Text extract:
⁂

Be All You Can Be and Other Great American Quotes
Why do the armed forces advertise? Are they selling a product?
Be All You Can Be and Other Great American Quotes
Aol Time Warner showed a photo of a young American holding a rifle, fear of attack this summer the words read. The person holding the rifle was a woman, she is someone's child. Many questions went through my head, streaming, gleaming and pounding. Does the soldier believe in the cause? Or is the soldier a victim of great advertising prior to the war? You can be all you can be, someone was paid a handsome fee to write that slogan.
The few the proud! Get an edge on life! It's not just a job. It's an adventure! Were looking for a few good men! Be part of the action, aim high! You and the Navy full speed ahead, all catchy slogans but where are the warning labels? You might get shot or even maimed. The government makes cigarette companies place warning label on each and every pack. Bar's have a warning about drinking while pregnant. When you buy a blender it has a warning label too. Cigarette and liquor companies are not allowed to advertise on TV. Beer commercials can't show someone sipping beer.

⁂

Set task:
What does the text on military recruiting slogans say the government makes cigarette companies place on each and every pack?

(Stored data)
⁂

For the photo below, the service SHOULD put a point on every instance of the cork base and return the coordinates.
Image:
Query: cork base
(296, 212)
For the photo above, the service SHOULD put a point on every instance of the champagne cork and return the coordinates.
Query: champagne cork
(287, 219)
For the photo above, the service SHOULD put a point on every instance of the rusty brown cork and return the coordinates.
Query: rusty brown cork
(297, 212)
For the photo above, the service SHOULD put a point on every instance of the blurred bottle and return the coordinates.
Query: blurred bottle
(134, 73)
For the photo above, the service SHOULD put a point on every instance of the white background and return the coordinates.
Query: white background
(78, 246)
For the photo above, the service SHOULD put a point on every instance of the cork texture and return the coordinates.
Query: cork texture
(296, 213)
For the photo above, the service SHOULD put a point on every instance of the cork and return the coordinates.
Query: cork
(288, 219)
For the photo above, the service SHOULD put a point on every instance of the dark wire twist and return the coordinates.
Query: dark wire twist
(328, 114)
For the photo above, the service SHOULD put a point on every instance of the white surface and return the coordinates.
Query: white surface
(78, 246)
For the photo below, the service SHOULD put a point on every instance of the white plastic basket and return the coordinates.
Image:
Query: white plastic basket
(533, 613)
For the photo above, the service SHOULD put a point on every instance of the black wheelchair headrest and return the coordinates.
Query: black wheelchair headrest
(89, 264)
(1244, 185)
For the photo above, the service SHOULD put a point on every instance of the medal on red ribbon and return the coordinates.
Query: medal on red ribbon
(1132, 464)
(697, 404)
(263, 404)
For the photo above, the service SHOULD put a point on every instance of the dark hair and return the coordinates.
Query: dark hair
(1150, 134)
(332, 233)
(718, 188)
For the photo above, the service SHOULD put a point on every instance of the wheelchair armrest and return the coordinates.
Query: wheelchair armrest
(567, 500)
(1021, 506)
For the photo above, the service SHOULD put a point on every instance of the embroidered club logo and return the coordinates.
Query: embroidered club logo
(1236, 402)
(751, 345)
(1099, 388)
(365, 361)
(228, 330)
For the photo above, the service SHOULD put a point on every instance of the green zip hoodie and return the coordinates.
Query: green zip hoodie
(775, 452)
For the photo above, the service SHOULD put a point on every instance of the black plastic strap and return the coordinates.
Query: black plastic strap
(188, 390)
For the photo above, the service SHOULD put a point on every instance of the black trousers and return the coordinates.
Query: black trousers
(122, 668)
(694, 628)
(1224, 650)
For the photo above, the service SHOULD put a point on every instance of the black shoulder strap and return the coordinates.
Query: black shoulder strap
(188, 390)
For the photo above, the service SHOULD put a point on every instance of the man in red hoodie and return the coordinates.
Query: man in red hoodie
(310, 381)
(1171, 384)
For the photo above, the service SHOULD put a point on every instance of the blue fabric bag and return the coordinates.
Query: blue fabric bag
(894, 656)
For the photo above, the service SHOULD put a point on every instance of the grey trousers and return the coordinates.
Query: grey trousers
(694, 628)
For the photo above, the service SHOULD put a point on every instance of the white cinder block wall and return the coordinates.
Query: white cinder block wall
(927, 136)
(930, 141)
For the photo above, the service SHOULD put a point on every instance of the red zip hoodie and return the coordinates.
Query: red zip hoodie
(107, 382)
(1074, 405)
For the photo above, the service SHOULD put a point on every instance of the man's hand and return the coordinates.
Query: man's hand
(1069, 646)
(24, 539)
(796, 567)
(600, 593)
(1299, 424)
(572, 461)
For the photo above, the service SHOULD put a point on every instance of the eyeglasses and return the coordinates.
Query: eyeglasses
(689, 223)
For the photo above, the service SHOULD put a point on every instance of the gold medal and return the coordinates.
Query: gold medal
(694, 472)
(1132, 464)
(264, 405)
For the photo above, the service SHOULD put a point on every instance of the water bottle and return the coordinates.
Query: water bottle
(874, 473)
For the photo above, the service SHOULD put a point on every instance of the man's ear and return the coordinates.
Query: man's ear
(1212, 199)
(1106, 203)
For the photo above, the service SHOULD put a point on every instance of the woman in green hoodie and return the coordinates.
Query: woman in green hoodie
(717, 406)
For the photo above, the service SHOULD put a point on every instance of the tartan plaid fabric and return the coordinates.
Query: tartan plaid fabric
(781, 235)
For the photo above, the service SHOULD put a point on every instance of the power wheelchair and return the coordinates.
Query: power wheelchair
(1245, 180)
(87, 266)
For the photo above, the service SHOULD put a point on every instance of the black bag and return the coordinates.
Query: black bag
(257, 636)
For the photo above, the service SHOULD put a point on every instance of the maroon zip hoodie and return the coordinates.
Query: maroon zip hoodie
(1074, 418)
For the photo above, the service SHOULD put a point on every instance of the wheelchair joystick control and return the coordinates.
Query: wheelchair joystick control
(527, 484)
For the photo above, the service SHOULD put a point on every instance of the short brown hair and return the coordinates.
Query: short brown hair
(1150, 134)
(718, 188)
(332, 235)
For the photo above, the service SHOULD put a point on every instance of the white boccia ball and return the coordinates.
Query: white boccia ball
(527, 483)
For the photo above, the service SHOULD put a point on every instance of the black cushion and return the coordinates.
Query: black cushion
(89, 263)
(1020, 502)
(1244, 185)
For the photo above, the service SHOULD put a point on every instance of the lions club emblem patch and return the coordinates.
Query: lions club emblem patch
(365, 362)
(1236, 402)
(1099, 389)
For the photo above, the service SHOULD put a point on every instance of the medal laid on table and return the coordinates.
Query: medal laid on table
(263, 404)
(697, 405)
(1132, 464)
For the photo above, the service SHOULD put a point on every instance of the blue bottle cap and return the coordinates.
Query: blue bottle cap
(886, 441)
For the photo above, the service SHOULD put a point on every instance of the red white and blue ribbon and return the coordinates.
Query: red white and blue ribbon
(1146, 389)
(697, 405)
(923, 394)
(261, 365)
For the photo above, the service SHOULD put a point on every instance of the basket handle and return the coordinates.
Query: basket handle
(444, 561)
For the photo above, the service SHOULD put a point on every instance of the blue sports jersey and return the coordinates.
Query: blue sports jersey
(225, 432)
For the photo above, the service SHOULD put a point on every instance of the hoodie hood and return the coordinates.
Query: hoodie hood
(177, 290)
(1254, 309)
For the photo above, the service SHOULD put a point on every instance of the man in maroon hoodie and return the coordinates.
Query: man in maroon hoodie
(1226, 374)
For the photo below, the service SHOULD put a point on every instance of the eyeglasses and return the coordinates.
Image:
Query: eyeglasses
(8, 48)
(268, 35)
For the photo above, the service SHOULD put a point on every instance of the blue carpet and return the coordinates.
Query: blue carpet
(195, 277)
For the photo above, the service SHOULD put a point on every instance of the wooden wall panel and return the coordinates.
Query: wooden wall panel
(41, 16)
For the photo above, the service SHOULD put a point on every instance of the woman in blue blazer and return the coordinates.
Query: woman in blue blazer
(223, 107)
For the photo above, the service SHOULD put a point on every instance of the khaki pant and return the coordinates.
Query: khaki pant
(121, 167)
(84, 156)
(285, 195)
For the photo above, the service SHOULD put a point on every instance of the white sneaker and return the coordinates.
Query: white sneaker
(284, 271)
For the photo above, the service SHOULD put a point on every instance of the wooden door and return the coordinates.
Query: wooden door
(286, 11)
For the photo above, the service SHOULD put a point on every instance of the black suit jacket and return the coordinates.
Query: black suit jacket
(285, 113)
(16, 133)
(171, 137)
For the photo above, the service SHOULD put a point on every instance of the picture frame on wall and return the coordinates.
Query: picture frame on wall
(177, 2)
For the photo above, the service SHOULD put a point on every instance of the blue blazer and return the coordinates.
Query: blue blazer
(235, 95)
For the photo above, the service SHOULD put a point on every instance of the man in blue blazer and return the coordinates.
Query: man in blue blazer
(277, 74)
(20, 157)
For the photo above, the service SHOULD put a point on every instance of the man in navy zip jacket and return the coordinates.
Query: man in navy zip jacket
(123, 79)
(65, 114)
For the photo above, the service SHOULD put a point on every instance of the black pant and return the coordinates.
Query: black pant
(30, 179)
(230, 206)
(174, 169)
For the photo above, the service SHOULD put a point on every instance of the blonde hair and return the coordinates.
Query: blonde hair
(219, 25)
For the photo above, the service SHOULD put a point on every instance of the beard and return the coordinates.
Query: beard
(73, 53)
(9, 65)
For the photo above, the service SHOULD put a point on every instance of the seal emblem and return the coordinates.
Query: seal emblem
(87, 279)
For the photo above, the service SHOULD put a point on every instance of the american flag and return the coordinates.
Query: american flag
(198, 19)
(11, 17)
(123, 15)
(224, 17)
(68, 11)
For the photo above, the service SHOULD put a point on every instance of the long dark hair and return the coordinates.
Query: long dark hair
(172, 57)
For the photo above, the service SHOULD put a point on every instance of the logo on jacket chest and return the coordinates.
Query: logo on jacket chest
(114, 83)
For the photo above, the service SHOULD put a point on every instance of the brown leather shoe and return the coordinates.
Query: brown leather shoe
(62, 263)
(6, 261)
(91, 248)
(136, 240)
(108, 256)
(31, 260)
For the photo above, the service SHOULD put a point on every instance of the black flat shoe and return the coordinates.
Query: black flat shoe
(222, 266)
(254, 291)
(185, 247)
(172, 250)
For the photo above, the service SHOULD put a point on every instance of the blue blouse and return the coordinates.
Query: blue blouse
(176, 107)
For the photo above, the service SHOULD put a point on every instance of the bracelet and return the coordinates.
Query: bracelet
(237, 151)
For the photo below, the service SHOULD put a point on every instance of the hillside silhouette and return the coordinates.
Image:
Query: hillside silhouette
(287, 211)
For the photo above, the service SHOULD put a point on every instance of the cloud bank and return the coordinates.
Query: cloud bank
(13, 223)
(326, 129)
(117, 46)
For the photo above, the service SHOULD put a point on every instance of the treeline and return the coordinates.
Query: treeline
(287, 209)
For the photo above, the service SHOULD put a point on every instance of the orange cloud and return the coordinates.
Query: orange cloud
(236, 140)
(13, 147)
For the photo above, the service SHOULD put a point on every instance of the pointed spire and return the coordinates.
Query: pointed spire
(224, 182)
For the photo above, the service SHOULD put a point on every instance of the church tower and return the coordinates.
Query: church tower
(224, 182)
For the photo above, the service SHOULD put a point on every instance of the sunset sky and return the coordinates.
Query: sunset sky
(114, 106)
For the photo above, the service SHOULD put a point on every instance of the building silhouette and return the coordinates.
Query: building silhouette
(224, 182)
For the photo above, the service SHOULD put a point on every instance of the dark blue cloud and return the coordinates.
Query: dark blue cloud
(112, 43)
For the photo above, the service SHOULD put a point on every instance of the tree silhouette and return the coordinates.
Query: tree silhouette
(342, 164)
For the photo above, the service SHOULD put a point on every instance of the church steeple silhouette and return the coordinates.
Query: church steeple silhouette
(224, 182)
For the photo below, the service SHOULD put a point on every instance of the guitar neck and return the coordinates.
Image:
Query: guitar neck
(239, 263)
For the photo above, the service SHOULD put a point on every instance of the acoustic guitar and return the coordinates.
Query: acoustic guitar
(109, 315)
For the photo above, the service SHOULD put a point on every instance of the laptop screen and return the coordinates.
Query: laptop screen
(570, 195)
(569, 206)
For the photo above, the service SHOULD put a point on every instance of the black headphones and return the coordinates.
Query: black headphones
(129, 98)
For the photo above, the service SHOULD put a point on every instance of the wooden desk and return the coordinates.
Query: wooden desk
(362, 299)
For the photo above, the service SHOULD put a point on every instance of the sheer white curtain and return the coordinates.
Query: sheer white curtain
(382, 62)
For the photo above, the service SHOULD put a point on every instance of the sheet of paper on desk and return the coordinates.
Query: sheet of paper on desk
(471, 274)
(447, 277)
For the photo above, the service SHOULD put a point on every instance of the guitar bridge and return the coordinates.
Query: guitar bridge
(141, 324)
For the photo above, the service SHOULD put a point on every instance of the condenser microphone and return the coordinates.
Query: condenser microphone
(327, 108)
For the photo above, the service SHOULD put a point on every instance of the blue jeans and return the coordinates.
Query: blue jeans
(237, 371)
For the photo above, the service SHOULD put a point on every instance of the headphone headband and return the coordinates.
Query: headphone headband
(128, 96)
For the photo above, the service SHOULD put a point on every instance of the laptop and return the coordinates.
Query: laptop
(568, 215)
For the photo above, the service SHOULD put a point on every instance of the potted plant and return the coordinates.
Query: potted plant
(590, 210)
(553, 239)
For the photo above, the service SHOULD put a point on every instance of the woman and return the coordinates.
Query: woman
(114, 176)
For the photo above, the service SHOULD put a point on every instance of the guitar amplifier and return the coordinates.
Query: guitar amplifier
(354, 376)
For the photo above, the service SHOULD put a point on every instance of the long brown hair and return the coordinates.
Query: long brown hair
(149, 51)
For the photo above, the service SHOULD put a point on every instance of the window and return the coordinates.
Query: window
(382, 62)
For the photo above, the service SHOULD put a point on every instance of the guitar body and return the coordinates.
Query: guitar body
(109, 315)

⁂

Exercise result:
A warning label.